● PROMPT:
In the book description below, what is called humanity's "fatal flaw"?

● DOCUMENT EXCERPT:
Resisting Illegitimate Authority

A Thinking Person’s Guide to Being an Anti-Authoritarian―Strategies, Tools, and Models

The capacity to comply with abusive authority is humanity’s “fatal flaw.” Fortunately, there are anti-authoritarians—people comfortable questioning the legitimacy of authority and resisting its illegitimate forms. However, as Resisting Illegitimate Authority reveals, these rebels are regularly scorned, shunned, financially punished, psychopathologized, criminalized, and even assassinated. Profiling a diverse group of US anti-authoritarians—from Thomas Paine to Ralph Nader, Malcolm X, Lenny Bruce, Jane Jacobs, and Noam Chomsky—in order to glean useful lessons from their lives, Resisting Illegitimate Authority provides political, spiritual, philosophical, and psychological tools to help anti-authoritarians survive and thrive.

(Saved data entries)

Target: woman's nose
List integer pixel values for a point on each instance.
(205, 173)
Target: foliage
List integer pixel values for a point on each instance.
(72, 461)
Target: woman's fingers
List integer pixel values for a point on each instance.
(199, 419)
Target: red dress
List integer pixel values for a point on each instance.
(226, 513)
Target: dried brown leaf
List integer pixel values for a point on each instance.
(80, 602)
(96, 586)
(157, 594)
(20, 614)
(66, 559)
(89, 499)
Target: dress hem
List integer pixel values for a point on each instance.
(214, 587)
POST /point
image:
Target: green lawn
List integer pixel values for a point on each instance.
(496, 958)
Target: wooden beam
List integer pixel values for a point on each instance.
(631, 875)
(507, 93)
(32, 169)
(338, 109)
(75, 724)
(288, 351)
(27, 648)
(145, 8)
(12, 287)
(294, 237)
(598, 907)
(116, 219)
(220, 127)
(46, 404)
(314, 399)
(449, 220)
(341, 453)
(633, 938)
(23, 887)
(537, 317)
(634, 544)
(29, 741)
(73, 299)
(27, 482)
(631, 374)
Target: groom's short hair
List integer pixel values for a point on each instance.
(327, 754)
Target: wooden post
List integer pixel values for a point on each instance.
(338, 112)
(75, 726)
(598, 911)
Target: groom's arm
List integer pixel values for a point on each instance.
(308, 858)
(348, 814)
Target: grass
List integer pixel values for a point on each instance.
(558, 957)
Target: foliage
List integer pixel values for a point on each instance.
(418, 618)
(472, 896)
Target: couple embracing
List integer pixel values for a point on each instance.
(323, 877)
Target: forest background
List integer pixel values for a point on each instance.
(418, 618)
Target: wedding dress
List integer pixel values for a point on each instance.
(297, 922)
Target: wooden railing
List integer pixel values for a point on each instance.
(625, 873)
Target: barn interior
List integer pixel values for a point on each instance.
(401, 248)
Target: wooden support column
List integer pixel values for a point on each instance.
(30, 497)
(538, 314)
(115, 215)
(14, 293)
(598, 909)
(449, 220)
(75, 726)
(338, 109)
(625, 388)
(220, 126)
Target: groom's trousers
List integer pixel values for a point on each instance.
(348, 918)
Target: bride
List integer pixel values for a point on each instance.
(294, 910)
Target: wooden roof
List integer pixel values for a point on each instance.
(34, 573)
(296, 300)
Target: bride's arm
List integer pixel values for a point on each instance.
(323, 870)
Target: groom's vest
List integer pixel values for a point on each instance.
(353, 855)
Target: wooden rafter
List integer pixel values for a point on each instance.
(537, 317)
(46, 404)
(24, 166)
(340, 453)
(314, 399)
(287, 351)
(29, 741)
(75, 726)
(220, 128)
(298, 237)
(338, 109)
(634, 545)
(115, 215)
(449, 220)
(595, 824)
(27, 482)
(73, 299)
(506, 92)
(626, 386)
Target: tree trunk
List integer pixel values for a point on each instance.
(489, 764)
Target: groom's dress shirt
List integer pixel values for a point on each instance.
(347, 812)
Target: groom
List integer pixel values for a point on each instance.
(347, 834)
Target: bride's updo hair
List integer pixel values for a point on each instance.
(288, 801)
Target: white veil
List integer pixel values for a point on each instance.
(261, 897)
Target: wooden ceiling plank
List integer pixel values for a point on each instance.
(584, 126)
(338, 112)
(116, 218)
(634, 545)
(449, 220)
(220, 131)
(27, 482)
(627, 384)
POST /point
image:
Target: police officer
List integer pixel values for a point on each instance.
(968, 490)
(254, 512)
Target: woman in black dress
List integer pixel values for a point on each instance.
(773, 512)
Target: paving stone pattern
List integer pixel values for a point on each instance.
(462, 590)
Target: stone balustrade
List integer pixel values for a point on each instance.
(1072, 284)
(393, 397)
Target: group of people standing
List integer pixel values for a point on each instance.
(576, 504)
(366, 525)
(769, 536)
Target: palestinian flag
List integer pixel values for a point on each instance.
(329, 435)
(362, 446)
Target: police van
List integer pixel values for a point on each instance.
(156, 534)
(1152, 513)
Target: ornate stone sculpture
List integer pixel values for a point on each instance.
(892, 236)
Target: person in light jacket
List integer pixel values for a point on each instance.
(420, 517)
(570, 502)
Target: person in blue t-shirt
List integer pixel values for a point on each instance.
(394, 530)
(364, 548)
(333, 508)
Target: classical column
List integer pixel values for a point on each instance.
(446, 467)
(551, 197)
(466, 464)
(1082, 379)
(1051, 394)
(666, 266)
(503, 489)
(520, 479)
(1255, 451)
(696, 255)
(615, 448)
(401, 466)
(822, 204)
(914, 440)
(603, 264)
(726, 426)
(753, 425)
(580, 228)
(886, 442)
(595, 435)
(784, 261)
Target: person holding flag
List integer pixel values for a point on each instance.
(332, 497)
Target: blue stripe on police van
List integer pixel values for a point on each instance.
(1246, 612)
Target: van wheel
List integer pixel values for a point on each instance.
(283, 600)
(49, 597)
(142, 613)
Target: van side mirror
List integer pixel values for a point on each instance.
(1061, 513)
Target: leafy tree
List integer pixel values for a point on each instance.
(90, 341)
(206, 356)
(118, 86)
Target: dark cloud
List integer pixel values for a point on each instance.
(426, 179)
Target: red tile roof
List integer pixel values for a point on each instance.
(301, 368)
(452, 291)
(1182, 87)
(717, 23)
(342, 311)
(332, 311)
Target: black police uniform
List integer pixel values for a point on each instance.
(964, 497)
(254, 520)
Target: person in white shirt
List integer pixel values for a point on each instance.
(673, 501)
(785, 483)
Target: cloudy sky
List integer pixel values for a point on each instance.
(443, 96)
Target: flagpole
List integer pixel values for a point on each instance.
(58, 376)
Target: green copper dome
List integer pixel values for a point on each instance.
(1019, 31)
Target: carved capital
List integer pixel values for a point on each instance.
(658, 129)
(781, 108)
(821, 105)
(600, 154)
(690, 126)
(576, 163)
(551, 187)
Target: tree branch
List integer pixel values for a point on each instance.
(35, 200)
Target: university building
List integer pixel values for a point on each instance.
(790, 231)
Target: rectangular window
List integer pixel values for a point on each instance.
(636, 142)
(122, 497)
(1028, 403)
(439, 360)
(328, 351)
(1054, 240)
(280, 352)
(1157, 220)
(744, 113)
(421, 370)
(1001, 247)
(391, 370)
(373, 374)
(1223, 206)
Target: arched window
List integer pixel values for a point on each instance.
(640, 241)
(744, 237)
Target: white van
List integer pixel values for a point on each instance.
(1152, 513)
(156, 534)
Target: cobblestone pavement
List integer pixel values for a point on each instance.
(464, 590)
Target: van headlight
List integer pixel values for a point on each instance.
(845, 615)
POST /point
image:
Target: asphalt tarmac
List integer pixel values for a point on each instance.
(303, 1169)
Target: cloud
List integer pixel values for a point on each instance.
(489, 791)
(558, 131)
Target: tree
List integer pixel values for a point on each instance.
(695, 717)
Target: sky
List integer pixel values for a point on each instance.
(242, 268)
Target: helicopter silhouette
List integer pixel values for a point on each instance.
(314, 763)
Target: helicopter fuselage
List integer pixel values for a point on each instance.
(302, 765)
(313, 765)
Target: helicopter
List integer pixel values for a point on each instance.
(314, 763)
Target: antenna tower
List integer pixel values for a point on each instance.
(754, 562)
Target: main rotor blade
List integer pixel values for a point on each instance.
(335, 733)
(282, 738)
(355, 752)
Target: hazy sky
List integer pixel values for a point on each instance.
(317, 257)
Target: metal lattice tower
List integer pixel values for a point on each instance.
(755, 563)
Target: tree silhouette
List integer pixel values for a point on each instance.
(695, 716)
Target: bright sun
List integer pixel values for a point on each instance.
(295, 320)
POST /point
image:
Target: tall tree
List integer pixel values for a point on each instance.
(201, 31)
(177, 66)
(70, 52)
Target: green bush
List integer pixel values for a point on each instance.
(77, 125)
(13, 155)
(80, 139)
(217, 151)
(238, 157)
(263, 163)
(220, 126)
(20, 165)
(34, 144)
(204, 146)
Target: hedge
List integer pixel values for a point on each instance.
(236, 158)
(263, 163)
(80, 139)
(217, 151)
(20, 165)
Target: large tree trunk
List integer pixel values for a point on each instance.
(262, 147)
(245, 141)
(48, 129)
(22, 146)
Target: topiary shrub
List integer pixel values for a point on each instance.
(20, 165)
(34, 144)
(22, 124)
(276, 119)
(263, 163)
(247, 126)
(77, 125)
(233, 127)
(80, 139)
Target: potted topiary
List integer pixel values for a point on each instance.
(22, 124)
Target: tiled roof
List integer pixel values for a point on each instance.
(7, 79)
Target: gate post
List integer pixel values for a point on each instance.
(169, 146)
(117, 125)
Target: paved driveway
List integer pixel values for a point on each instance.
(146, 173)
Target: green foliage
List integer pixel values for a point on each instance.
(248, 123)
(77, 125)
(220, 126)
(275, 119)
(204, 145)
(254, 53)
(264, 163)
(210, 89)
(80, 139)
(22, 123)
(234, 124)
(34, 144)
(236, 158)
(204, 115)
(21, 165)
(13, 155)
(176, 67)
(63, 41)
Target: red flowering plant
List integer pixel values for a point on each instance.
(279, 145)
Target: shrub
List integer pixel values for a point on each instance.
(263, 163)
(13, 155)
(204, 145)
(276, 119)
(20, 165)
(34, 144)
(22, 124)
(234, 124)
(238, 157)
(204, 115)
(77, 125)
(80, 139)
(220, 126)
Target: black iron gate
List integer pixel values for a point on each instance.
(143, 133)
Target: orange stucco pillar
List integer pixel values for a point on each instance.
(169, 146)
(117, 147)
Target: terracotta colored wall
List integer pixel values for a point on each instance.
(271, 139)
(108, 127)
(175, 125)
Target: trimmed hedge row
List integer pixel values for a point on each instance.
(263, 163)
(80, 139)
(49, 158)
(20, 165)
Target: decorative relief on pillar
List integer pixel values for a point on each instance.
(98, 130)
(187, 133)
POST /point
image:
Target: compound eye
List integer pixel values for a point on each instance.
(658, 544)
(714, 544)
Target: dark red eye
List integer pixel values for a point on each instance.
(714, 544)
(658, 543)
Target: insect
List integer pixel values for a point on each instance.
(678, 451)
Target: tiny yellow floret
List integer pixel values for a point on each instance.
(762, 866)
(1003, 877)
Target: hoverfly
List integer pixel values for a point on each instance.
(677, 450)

● REPLY TO THE TASK:
The capacity to comply with abusive authority.